Exercise — The required answer is a copy of each line in the entries below that includes "neck".

Extracted data entries:
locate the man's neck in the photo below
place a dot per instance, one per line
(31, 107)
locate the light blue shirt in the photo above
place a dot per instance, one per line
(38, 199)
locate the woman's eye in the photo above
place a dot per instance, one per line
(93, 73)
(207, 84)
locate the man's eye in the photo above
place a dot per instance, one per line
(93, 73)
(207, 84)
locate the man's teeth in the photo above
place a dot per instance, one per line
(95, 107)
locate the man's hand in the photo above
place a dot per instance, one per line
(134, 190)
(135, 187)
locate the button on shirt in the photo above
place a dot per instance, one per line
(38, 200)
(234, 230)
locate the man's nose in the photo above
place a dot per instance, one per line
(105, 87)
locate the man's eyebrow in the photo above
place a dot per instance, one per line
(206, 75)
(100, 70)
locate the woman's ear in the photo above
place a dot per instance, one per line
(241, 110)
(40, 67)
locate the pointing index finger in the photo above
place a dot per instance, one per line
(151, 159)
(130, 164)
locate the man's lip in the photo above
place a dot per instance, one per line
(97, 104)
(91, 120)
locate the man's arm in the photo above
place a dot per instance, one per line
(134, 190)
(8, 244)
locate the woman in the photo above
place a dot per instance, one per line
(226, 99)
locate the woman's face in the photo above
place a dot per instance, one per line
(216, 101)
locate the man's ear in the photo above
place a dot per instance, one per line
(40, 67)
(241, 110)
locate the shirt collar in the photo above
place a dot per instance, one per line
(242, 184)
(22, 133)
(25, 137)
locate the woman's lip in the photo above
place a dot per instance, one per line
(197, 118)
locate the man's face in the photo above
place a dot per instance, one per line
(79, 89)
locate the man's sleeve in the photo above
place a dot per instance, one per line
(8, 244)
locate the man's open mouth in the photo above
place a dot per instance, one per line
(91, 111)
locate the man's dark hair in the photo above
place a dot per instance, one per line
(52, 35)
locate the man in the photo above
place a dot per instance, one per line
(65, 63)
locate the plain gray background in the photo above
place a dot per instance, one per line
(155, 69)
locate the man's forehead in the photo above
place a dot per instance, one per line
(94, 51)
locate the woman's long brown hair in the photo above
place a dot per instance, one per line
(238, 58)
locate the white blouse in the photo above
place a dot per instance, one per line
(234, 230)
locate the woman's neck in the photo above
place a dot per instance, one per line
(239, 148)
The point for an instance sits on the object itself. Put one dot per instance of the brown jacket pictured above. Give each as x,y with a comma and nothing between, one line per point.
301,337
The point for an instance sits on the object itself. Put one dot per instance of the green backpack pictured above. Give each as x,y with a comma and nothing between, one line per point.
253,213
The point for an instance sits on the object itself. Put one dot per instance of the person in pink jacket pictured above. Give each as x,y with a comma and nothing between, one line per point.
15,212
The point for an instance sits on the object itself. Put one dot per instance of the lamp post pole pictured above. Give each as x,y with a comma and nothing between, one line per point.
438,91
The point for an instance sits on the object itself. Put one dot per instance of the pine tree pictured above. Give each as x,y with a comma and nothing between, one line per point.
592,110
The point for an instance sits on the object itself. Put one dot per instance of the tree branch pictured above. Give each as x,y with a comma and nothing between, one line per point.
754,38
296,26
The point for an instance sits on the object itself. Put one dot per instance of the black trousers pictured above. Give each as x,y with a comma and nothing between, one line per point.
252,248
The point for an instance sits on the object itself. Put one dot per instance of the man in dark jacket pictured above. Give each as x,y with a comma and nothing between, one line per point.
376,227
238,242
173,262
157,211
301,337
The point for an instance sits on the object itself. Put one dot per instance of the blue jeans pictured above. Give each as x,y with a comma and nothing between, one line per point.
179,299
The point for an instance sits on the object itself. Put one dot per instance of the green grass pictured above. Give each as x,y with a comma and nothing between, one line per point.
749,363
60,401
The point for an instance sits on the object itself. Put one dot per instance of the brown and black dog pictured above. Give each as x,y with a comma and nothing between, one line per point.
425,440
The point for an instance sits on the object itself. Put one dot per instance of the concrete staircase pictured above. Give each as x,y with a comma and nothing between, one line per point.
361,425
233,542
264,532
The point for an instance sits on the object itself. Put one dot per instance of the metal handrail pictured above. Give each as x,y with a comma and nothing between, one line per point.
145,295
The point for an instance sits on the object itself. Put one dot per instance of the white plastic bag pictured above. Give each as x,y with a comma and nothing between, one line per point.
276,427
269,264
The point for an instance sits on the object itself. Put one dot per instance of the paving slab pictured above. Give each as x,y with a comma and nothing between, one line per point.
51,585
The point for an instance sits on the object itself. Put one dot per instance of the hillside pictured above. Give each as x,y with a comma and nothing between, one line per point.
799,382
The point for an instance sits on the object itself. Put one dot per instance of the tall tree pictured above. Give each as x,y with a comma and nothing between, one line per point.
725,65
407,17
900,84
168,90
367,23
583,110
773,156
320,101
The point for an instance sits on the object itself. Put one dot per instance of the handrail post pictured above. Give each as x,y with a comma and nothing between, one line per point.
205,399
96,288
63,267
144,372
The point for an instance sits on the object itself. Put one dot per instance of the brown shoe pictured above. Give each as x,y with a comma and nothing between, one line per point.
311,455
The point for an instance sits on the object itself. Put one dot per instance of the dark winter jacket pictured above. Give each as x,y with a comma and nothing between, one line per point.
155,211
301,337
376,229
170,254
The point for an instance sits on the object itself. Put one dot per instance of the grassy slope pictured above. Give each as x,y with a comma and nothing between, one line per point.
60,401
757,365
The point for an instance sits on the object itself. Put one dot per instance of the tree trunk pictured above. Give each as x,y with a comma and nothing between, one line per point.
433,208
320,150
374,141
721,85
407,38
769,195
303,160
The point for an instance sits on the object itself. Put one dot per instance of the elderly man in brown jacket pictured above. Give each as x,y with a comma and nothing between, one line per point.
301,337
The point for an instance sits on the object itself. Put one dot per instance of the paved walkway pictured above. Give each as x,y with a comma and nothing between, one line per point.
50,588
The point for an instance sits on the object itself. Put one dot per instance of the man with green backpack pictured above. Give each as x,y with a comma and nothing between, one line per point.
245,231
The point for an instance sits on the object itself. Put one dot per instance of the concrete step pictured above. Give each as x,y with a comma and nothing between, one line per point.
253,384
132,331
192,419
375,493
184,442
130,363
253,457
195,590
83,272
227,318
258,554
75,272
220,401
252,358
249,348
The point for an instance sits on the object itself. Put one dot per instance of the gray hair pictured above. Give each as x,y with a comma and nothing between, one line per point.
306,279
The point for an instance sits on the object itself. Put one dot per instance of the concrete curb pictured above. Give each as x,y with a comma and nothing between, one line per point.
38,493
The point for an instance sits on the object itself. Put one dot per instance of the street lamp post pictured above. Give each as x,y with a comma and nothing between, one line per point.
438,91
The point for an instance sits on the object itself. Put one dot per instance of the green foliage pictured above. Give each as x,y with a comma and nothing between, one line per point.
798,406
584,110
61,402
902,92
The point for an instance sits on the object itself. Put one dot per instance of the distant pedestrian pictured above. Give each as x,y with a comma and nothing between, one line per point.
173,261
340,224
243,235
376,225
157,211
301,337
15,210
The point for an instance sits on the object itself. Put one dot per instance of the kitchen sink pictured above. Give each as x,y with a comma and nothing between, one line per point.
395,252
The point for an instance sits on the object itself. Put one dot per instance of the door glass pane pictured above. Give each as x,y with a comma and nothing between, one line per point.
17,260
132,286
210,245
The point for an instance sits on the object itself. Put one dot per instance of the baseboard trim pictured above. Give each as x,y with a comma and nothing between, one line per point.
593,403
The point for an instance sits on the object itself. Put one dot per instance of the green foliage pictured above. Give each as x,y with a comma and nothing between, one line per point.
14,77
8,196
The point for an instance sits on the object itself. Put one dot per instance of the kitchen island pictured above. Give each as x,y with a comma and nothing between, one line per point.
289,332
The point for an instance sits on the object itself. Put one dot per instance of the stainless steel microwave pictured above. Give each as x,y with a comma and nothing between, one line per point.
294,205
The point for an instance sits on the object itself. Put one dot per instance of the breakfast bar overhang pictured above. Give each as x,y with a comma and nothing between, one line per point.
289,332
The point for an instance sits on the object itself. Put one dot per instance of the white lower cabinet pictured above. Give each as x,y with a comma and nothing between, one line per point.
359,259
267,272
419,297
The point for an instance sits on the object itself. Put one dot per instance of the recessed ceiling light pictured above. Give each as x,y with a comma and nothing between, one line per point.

Result of the task —
locate the man's neck in the photo below
locate the woman's neck in the photo above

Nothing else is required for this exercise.